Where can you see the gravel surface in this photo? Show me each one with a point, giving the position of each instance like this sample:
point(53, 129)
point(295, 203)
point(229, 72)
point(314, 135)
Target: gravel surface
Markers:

-------

Please copy the material above line for line, with no changes.

### The reply
Where can you see the gravel surface in this photo? Show me each one with a point, giving the position of each instance like this sample:
point(53, 129)
point(295, 203)
point(229, 72)
point(314, 135)
Target: gravel surface
Markers:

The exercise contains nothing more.